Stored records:
■ ■ ■ ■ ■
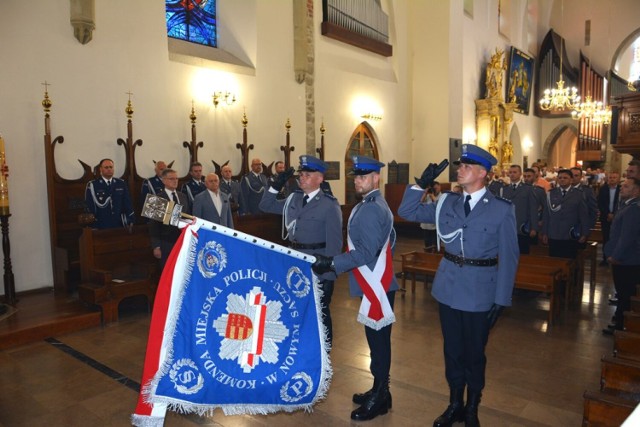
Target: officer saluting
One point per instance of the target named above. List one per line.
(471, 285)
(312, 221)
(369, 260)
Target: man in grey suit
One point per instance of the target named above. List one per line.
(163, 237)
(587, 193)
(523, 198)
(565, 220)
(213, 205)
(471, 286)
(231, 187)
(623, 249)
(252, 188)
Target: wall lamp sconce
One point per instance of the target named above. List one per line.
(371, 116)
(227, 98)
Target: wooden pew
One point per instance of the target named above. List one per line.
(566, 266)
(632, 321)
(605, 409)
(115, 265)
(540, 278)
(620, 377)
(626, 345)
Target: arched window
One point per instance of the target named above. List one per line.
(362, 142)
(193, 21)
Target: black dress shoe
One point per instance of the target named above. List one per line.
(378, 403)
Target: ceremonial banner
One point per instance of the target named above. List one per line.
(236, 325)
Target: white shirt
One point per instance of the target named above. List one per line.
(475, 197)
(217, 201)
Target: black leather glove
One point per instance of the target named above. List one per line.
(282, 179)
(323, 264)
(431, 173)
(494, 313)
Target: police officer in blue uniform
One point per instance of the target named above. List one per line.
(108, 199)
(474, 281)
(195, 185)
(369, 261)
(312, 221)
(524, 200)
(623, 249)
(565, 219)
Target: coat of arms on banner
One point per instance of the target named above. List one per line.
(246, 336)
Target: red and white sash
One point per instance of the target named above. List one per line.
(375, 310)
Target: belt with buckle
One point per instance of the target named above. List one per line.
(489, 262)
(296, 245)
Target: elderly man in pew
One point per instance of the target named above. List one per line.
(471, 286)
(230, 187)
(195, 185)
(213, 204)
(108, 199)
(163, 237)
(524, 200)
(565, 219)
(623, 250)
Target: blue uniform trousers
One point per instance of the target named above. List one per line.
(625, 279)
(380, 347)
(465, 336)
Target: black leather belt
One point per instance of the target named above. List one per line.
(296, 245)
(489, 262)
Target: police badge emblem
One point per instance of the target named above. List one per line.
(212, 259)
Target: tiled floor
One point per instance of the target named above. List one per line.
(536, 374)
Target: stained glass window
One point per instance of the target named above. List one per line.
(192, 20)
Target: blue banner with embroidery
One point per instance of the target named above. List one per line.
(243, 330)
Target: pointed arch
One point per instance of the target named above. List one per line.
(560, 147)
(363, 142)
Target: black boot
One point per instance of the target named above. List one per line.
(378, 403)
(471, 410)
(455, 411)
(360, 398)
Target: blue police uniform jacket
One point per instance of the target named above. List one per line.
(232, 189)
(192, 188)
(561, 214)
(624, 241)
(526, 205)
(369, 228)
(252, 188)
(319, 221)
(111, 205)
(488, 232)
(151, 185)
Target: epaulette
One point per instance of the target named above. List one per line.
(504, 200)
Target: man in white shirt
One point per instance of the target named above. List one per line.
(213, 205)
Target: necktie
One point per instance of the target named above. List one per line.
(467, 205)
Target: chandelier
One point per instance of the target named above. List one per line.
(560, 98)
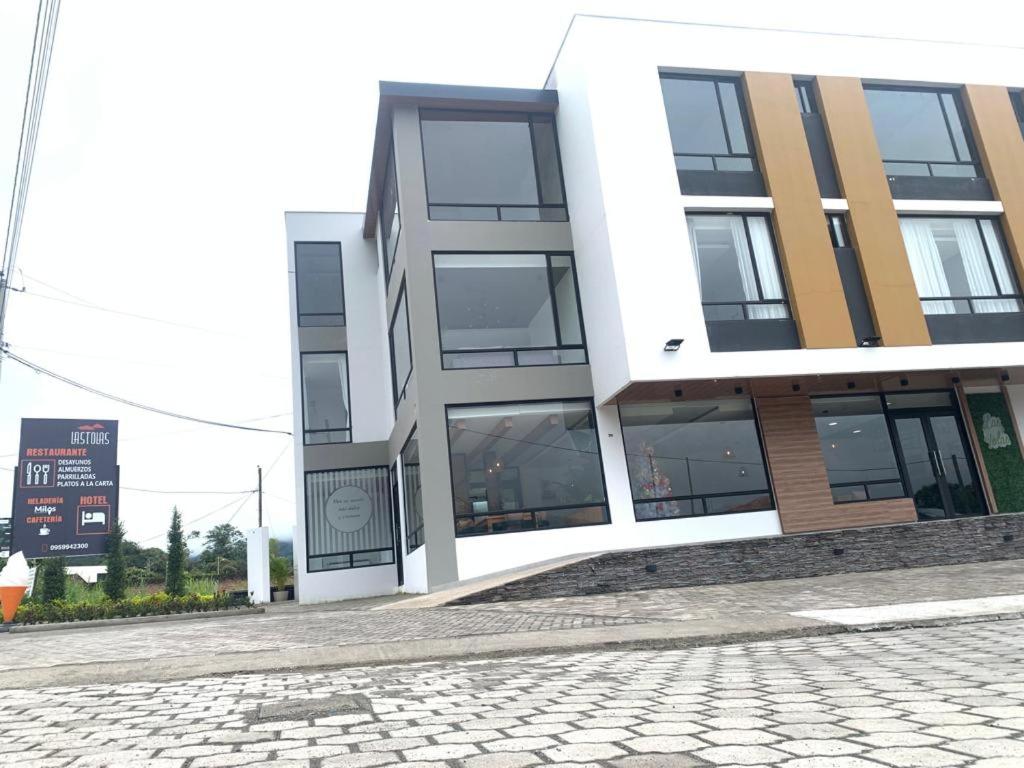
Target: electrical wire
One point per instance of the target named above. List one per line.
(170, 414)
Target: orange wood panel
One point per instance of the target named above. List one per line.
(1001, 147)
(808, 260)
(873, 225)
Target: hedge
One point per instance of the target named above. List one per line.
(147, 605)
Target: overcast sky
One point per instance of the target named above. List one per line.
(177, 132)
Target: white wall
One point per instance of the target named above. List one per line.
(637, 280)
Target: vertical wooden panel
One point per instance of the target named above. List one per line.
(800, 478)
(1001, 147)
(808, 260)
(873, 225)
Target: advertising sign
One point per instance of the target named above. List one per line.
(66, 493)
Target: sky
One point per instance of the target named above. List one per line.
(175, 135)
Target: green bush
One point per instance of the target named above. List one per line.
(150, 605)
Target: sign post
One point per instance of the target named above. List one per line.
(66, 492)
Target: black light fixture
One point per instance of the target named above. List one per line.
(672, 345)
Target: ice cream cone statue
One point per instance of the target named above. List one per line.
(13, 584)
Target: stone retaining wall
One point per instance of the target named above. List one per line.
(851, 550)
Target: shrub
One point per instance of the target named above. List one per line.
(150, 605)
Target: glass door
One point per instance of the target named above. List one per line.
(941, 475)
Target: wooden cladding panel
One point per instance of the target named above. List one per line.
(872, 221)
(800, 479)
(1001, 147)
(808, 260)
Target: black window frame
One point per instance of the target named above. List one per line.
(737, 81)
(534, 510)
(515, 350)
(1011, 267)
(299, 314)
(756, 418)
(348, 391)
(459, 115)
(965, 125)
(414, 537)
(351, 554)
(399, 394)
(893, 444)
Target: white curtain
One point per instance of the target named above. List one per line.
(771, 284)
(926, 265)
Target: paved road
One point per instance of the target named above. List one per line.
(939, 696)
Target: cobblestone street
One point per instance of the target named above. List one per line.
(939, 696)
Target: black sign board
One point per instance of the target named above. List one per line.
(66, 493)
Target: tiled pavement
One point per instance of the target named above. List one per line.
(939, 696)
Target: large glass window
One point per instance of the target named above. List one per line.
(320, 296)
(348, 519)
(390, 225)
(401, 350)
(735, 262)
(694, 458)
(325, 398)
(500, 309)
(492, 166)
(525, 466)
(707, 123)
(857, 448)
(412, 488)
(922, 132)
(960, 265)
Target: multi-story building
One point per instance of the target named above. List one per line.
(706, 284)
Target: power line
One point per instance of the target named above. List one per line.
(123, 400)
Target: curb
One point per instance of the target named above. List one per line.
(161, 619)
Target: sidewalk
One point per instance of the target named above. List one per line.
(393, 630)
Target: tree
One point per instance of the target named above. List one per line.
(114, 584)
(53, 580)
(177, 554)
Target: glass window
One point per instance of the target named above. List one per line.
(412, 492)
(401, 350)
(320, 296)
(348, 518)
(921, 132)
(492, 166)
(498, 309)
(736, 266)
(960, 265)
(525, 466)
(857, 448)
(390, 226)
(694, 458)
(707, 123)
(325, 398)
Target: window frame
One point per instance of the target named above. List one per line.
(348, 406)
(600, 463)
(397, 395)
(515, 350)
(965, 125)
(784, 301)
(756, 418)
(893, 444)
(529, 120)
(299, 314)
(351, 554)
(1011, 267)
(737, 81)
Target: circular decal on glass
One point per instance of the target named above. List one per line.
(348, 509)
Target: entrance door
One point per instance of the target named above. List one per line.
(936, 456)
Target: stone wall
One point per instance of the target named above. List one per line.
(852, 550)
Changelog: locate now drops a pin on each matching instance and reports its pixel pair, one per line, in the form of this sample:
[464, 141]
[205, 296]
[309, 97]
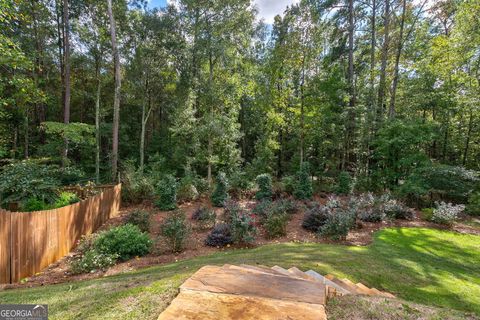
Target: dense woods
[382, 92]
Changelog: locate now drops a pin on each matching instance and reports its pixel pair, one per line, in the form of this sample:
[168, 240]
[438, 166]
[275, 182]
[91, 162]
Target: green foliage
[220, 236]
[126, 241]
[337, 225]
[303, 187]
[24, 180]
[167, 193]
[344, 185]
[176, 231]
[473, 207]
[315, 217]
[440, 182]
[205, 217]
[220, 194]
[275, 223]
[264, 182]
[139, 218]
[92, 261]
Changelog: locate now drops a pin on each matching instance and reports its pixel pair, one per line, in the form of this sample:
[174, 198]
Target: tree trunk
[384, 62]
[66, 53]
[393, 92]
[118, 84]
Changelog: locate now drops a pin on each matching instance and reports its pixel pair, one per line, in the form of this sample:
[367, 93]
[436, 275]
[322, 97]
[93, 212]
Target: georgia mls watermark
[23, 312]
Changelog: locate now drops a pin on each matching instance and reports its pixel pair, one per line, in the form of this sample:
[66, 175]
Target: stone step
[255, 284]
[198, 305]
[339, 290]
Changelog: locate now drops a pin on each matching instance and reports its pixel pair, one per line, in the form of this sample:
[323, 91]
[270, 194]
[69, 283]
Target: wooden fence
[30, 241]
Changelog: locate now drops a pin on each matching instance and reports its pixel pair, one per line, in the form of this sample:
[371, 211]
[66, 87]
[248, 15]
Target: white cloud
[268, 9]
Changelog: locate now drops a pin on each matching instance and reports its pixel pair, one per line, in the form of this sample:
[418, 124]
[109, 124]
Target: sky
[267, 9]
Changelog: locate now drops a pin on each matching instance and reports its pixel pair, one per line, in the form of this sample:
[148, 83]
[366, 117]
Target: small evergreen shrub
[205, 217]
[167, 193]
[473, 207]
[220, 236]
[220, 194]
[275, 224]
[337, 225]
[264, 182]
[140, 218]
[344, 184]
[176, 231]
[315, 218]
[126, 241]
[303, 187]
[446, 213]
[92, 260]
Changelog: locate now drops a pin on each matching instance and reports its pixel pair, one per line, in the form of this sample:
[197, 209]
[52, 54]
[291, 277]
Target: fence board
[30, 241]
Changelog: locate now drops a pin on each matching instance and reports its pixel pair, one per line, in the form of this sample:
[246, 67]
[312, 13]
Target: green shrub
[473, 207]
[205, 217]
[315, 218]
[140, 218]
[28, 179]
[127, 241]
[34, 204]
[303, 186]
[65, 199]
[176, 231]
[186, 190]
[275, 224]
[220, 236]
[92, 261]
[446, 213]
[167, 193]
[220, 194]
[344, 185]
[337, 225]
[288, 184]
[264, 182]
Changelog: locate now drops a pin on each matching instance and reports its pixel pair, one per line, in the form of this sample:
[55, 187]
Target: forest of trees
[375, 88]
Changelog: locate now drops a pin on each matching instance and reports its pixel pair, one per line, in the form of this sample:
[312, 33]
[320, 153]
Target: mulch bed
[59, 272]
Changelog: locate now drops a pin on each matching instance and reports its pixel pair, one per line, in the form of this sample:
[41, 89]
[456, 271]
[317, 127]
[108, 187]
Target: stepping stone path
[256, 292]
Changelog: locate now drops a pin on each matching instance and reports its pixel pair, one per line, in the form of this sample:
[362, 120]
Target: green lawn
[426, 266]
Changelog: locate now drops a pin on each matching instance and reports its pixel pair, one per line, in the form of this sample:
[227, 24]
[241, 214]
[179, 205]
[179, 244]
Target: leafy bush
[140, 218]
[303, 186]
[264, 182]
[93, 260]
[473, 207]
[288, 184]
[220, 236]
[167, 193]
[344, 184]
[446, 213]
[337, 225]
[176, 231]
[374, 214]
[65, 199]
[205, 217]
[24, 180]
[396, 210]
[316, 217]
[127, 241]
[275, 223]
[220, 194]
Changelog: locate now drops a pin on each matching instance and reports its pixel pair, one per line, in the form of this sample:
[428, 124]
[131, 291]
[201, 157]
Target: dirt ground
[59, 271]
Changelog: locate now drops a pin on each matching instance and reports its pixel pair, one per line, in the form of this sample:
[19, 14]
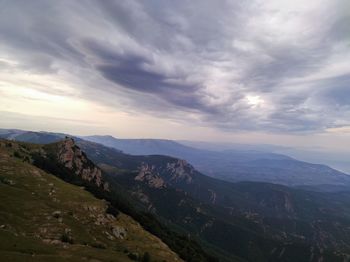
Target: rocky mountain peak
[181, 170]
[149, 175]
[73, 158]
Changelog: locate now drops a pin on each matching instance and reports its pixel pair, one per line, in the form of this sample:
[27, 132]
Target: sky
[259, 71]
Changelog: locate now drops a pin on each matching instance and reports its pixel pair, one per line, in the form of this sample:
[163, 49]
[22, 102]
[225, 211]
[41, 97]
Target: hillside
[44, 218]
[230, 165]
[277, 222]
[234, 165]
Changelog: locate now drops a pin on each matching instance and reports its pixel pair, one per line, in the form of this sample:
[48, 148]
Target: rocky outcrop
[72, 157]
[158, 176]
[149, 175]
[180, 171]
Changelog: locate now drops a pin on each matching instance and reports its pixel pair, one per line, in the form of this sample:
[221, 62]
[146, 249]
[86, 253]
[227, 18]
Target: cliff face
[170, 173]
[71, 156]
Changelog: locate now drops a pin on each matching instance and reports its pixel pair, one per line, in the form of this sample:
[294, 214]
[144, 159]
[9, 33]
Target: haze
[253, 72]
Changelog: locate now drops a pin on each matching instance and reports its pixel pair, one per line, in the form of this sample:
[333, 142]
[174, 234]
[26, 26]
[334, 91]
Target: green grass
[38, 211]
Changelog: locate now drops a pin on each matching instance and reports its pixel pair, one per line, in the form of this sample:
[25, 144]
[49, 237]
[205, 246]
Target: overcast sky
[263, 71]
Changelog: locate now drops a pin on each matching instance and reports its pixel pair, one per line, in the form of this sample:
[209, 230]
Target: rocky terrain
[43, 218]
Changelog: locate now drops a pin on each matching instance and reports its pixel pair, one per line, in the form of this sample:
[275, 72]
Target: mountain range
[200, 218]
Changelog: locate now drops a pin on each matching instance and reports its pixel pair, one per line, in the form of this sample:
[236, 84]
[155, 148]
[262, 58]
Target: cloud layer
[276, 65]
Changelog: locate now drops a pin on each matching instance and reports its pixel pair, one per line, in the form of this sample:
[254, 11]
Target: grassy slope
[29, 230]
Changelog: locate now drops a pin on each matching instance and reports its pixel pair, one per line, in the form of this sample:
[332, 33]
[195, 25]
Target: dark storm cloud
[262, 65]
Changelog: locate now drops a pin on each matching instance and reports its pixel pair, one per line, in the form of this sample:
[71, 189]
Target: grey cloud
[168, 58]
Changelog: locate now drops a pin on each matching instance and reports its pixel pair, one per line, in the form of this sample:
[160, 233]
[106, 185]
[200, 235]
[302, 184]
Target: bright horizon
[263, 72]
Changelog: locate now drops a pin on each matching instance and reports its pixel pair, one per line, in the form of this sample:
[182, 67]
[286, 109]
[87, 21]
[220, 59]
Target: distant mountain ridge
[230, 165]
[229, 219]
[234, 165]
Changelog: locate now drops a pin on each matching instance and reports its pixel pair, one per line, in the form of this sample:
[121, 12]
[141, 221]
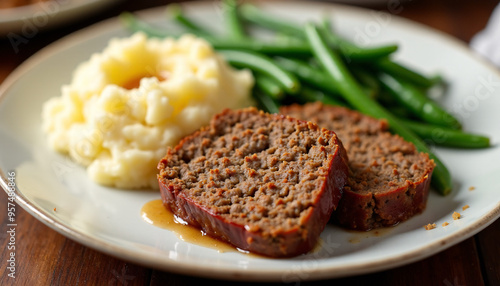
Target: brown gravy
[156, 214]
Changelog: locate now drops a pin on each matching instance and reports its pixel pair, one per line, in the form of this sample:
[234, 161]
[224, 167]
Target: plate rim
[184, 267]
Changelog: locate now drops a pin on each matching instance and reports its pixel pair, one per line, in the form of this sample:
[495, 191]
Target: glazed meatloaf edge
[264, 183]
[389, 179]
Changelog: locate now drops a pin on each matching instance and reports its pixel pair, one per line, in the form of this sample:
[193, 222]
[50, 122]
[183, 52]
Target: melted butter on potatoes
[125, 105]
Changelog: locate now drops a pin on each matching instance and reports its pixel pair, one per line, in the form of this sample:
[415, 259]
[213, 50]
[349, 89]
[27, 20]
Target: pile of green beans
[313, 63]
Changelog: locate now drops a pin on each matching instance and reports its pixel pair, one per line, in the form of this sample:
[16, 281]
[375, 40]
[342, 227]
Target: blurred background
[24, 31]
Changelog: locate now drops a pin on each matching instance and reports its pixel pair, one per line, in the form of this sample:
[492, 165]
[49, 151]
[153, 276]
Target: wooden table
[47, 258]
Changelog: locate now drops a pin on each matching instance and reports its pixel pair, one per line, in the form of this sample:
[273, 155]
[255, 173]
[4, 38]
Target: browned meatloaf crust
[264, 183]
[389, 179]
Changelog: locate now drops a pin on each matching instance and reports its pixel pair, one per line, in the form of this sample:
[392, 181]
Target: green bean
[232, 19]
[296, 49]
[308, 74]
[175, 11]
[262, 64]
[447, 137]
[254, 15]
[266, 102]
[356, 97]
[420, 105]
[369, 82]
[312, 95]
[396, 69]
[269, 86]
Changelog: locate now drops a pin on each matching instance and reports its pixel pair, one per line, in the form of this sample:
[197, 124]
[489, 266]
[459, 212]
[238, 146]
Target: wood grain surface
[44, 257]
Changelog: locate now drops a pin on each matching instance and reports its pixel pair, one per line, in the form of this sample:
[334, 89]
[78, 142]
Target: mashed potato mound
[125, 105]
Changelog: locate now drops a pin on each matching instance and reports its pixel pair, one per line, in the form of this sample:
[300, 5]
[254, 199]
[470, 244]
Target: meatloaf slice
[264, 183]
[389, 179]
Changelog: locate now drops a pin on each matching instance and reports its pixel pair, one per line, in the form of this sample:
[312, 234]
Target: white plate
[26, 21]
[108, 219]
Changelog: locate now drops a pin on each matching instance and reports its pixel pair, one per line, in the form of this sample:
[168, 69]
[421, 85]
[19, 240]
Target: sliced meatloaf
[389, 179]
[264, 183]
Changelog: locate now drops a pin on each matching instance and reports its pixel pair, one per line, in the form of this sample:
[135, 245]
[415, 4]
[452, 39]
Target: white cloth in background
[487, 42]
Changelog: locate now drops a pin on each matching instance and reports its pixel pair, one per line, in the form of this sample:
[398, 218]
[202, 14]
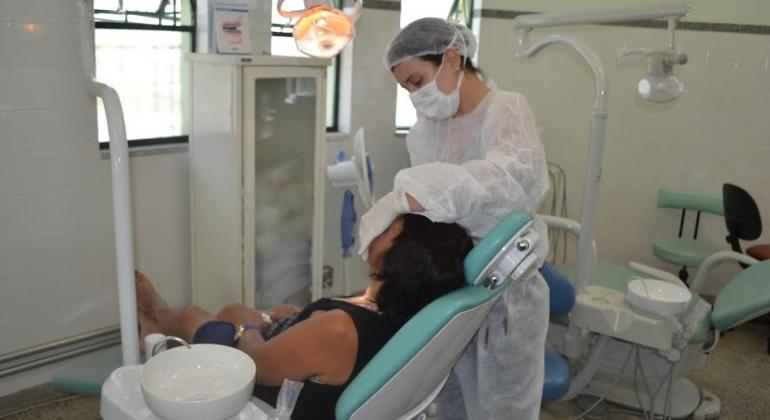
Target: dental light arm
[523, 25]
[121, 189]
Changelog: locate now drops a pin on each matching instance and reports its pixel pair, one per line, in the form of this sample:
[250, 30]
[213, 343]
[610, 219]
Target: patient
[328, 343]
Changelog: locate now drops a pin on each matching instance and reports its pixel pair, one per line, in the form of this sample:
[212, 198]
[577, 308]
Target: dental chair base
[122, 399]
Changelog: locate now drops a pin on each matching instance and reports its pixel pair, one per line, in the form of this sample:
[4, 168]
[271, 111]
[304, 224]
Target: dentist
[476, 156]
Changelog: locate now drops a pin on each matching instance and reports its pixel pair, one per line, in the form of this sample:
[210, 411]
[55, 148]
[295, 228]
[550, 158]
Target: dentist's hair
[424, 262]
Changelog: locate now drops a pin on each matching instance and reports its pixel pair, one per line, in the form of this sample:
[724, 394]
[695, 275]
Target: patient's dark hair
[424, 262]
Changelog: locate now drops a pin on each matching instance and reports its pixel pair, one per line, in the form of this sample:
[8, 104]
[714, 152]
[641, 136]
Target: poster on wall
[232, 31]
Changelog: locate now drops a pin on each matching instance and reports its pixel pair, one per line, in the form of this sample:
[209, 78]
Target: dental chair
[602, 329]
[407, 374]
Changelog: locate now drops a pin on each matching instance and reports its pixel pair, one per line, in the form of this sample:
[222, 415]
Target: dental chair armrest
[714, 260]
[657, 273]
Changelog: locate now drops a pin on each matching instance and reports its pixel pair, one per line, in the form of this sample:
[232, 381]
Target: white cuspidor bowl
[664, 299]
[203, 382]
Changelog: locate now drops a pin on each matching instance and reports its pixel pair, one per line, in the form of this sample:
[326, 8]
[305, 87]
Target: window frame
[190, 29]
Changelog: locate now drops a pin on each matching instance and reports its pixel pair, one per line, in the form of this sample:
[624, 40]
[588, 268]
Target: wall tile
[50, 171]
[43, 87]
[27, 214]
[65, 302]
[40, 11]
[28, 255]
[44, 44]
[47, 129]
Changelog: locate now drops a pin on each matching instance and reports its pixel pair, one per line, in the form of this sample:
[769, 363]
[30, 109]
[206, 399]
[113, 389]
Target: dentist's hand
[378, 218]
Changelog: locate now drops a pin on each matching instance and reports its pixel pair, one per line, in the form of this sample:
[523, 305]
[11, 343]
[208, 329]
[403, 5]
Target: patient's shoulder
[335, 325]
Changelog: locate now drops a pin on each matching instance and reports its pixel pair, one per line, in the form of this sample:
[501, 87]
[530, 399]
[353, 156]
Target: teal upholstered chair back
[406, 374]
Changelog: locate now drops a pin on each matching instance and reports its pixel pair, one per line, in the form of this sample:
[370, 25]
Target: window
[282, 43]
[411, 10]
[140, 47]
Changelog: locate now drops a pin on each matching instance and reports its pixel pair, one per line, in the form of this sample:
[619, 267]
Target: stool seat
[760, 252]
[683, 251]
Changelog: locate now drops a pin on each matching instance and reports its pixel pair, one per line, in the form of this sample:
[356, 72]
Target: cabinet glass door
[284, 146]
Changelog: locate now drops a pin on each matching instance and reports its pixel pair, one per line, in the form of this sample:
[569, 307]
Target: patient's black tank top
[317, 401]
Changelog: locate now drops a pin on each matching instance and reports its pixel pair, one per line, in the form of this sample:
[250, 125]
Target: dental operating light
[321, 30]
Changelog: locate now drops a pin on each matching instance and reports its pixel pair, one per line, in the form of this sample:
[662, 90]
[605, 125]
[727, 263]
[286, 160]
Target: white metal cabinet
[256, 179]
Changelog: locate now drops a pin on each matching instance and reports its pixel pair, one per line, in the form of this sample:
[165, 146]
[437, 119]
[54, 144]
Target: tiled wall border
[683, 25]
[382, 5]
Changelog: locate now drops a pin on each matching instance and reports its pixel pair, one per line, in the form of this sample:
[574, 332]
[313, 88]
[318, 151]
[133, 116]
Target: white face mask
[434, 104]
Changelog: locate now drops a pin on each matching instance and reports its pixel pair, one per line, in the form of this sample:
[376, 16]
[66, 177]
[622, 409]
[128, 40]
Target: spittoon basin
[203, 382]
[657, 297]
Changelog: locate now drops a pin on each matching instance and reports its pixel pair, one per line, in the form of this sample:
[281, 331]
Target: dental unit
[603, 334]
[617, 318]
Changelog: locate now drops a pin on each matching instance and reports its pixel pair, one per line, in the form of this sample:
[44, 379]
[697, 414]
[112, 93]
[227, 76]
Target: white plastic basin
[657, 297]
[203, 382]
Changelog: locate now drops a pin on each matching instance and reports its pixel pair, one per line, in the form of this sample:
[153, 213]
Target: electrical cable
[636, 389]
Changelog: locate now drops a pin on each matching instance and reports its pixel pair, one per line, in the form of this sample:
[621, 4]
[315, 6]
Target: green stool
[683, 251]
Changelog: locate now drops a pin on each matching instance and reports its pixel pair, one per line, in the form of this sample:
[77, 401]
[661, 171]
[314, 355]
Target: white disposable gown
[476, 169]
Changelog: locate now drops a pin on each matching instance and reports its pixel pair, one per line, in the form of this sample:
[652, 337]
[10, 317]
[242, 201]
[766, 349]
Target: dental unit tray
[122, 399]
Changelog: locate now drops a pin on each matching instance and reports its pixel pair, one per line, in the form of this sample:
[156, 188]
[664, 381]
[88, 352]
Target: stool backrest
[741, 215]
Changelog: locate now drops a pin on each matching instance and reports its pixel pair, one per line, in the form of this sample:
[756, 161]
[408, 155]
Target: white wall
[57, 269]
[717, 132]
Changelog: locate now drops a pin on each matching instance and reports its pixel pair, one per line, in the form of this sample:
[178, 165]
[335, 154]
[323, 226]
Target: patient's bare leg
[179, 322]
■ ■ ■ ■ ■
From the entries, copy out each line containing the word "sign".

** Result of this exercise **
Target: advertising sign
Target: sign post
Target: black sign board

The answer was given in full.